Scan the data beneath this task and copy each line that includes "below".

_DATA TO USE_
[Start of section]
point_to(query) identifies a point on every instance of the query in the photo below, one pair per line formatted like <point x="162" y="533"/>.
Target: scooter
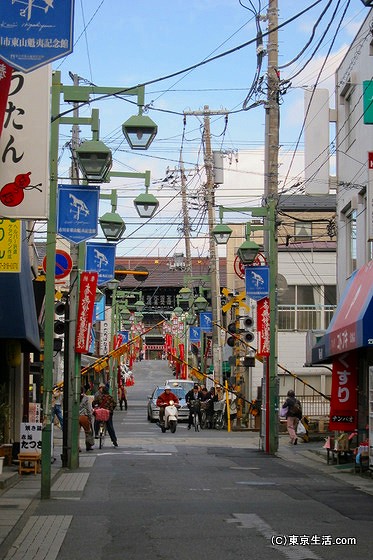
<point x="170" y="418"/>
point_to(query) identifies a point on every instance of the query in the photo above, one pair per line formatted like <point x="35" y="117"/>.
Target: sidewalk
<point x="18" y="492"/>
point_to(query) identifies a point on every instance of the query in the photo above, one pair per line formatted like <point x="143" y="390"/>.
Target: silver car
<point x="153" y="409"/>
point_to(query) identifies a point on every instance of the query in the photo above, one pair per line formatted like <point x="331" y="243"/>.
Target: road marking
<point x="253" y="521"/>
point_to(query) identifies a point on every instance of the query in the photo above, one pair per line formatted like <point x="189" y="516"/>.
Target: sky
<point x="124" y="43"/>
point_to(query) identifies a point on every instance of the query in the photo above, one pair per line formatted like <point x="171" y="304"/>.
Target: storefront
<point x="348" y="346"/>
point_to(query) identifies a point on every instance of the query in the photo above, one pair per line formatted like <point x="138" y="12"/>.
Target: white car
<point x="186" y="384"/>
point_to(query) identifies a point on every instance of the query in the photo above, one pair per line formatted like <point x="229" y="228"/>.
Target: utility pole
<point x="214" y="257"/>
<point x="270" y="237"/>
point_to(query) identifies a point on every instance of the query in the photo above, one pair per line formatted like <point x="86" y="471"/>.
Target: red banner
<point x="263" y="327"/>
<point x="5" y="78"/>
<point x="87" y="294"/>
<point x="343" y="404"/>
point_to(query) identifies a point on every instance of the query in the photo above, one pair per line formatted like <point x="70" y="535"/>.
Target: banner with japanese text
<point x="10" y="246"/>
<point x="5" y="77"/>
<point x="24" y="147"/>
<point x="263" y="327"/>
<point x="343" y="404"/>
<point x="87" y="294"/>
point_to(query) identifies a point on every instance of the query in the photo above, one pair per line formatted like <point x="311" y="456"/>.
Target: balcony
<point x="304" y="317"/>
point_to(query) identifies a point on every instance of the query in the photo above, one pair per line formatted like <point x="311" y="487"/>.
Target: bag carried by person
<point x="301" y="430"/>
<point x="296" y="409"/>
<point x="283" y="411"/>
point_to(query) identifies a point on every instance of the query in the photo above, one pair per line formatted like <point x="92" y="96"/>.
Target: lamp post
<point x="247" y="253"/>
<point x="95" y="162"/>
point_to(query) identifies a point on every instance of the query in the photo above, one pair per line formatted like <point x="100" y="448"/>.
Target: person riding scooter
<point x="164" y="400"/>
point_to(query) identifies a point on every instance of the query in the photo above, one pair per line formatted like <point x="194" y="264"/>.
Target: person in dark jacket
<point x="293" y="415"/>
<point x="193" y="399"/>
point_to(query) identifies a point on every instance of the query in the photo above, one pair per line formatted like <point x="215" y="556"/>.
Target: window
<point x="302" y="231"/>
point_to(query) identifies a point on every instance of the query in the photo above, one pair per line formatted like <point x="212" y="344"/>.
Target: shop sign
<point x="10" y="246"/>
<point x="343" y="404"/>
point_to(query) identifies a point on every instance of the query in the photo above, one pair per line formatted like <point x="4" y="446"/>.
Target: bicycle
<point x="101" y="415"/>
<point x="195" y="407"/>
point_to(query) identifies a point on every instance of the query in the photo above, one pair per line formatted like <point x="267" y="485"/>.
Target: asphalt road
<point x="209" y="495"/>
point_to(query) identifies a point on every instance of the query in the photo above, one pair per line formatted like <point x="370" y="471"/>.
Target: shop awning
<point x="18" y="318"/>
<point x="352" y="325"/>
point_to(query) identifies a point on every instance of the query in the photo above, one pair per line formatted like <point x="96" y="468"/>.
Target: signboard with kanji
<point x="24" y="147"/>
<point x="35" y="32"/>
<point x="77" y="216"/>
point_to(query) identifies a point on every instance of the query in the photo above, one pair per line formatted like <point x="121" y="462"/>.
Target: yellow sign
<point x="10" y="246"/>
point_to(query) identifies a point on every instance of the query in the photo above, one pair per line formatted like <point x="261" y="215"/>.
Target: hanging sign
<point x="35" y="32"/>
<point x="10" y="246"/>
<point x="77" y="216"/>
<point x="263" y="328"/>
<point x="100" y="257"/>
<point x="24" y="147"/>
<point x="257" y="281"/>
<point x="87" y="294"/>
<point x="343" y="404"/>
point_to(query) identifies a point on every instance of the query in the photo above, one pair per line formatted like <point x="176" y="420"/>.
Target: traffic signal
<point x="246" y="324"/>
<point x="59" y="326"/>
<point x="232" y="329"/>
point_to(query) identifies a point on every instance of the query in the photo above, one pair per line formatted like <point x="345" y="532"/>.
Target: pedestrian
<point x="57" y="400"/>
<point x="193" y="400"/>
<point x="293" y="415"/>
<point x="232" y="399"/>
<point x="85" y="420"/>
<point x="103" y="399"/>
<point x="122" y="397"/>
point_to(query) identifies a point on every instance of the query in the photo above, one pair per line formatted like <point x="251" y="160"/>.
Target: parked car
<point x="153" y="409"/>
<point x="185" y="383"/>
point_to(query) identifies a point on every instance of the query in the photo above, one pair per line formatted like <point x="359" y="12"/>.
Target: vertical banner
<point x="10" y="246"/>
<point x="263" y="327"/>
<point x="5" y="77"/>
<point x="369" y="195"/>
<point x="87" y="294"/>
<point x="343" y="404"/>
<point x="24" y="147"/>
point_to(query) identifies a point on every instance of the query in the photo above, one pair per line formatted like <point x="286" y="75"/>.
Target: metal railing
<point x="313" y="406"/>
<point x="304" y="317"/>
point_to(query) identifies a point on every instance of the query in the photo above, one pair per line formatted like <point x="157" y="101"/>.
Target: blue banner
<point x="194" y="334"/>
<point x="100" y="257"/>
<point x="257" y="281"/>
<point x="77" y="212"/>
<point x="205" y="321"/>
<point x="35" y="32"/>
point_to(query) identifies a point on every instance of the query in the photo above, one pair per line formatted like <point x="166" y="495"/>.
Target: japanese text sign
<point x="343" y="405"/>
<point x="35" y="32"/>
<point x="87" y="294"/>
<point x="24" y="147"/>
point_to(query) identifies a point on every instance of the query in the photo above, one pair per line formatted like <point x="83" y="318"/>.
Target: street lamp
<point x="247" y="252"/>
<point x="139" y="131"/>
<point x="146" y="204"/>
<point x="221" y="233"/>
<point x="112" y="223"/>
<point x="94" y="159"/>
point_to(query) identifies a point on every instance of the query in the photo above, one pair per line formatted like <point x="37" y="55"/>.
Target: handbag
<point x="283" y="411"/>
<point x="301" y="430"/>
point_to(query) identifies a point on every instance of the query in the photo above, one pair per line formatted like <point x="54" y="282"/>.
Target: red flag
<point x="5" y="78"/>
<point x="87" y="294"/>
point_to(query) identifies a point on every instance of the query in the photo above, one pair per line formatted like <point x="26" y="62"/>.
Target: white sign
<point x="24" y="147"/>
<point x="30" y="437"/>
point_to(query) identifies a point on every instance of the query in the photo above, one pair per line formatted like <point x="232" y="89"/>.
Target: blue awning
<point x="18" y="318"/>
<point x="352" y="324"/>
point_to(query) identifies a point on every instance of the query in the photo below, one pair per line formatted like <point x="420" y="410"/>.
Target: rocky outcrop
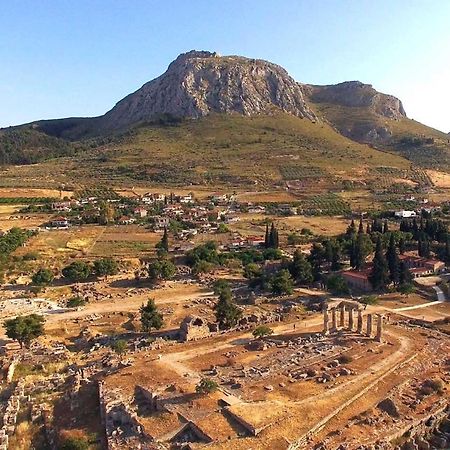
<point x="357" y="94"/>
<point x="198" y="83"/>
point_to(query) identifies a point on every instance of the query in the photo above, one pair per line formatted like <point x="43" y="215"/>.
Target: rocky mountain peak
<point x="358" y="94"/>
<point x="198" y="83"/>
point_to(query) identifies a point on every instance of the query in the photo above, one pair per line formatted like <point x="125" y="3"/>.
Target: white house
<point x="405" y="214"/>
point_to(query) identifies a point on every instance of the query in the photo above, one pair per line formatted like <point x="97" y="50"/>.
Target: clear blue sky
<point x="61" y="58"/>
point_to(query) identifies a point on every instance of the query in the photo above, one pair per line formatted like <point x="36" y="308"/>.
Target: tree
<point x="360" y="248"/>
<point x="337" y="285"/>
<point x="150" y="316"/>
<point x="161" y="269"/>
<point x="252" y="271"/>
<point x="227" y="312"/>
<point x="282" y="283"/>
<point x="361" y="227"/>
<point x="379" y="276"/>
<point x="261" y="331"/>
<point x="405" y="276"/>
<point x="301" y="269"/>
<point x="24" y="328"/>
<point x="206" y="386"/>
<point x="369" y="300"/>
<point x="272" y="237"/>
<point x="393" y="261"/>
<point x="43" y="277"/>
<point x="119" y="346"/>
<point x="351" y="229"/>
<point x="163" y="244"/>
<point x="105" y="266"/>
<point x="74" y="443"/>
<point x="316" y="258"/>
<point x="401" y="245"/>
<point x="77" y="271"/>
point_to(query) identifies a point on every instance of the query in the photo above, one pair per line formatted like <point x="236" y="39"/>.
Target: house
<point x="62" y="206"/>
<point x="126" y="220"/>
<point x="160" y="221"/>
<point x="218" y="198"/>
<point x="140" y="212"/>
<point x="186" y="199"/>
<point x="255" y="241"/>
<point x="151" y="198"/>
<point x="420" y="267"/>
<point x="287" y="210"/>
<point x="404" y="214"/>
<point x="59" y="222"/>
<point x="358" y="280"/>
<point x="258" y="209"/>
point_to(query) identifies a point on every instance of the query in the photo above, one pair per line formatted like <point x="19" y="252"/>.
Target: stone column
<point x="350" y="318"/>
<point x="359" y="321"/>
<point x="369" y="325"/>
<point x="333" y="319"/>
<point x="378" y="337"/>
<point x="342" y="318"/>
<point x="325" y="321"/>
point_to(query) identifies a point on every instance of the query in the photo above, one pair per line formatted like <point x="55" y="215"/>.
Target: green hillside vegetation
<point x="422" y="145"/>
<point x="232" y="149"/>
<point x="26" y="145"/>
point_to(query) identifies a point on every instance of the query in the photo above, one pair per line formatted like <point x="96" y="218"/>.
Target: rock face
<point x="198" y="83"/>
<point x="357" y="94"/>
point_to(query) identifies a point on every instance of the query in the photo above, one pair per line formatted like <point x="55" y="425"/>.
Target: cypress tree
<point x="379" y="277"/>
<point x="393" y="261"/>
<point x="361" y="227"/>
<point x="351" y="229"/>
<point x="401" y="246"/>
<point x="266" y="238"/>
<point x="405" y="276"/>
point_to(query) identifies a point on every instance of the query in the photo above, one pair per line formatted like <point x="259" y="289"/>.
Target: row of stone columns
<point x="359" y="321"/>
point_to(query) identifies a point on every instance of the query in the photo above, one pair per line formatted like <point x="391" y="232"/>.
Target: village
<point x="224" y="323"/>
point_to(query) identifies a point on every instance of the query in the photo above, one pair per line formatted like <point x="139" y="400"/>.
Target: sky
<point x="65" y="58"/>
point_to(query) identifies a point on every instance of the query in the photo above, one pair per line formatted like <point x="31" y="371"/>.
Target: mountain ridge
<point x="200" y="83"/>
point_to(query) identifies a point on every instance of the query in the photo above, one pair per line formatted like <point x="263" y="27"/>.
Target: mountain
<point x="246" y="101"/>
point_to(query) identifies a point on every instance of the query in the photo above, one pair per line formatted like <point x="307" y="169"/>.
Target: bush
<point x="77" y="271"/>
<point x="119" y="346"/>
<point x="24" y="329"/>
<point x="432" y="386"/>
<point x="345" y="359"/>
<point x="105" y="266"/>
<point x="74" y="302"/>
<point x="369" y="299"/>
<point x="337" y="285"/>
<point x="43" y="277"/>
<point x="261" y="331"/>
<point x="206" y="386"/>
<point x="74" y="443"/>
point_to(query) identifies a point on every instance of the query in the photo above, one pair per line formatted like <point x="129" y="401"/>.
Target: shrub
<point x="206" y="386"/>
<point x="119" y="346"/>
<point x="432" y="386"/>
<point x="77" y="271"/>
<point x="75" y="443"/>
<point x="337" y="285"/>
<point x="345" y="359"/>
<point x="261" y="331"/>
<point x="43" y="277"/>
<point x="74" y="302"/>
<point x="369" y="299"/>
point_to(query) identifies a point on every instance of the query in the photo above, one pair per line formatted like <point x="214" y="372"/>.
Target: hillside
<point x="234" y="120"/>
<point x="361" y="113"/>
<point x="232" y="150"/>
[End of section]
_EXERCISE ANSWER_
point_to(query) identifies a point on every instance of the query in the photo below, one pair per line formatted like <point x="162" y="533"/>.
point_to(query) identifies a point on every instance of the query in the photo below, one pair per line formatted like <point x="420" y="410"/>.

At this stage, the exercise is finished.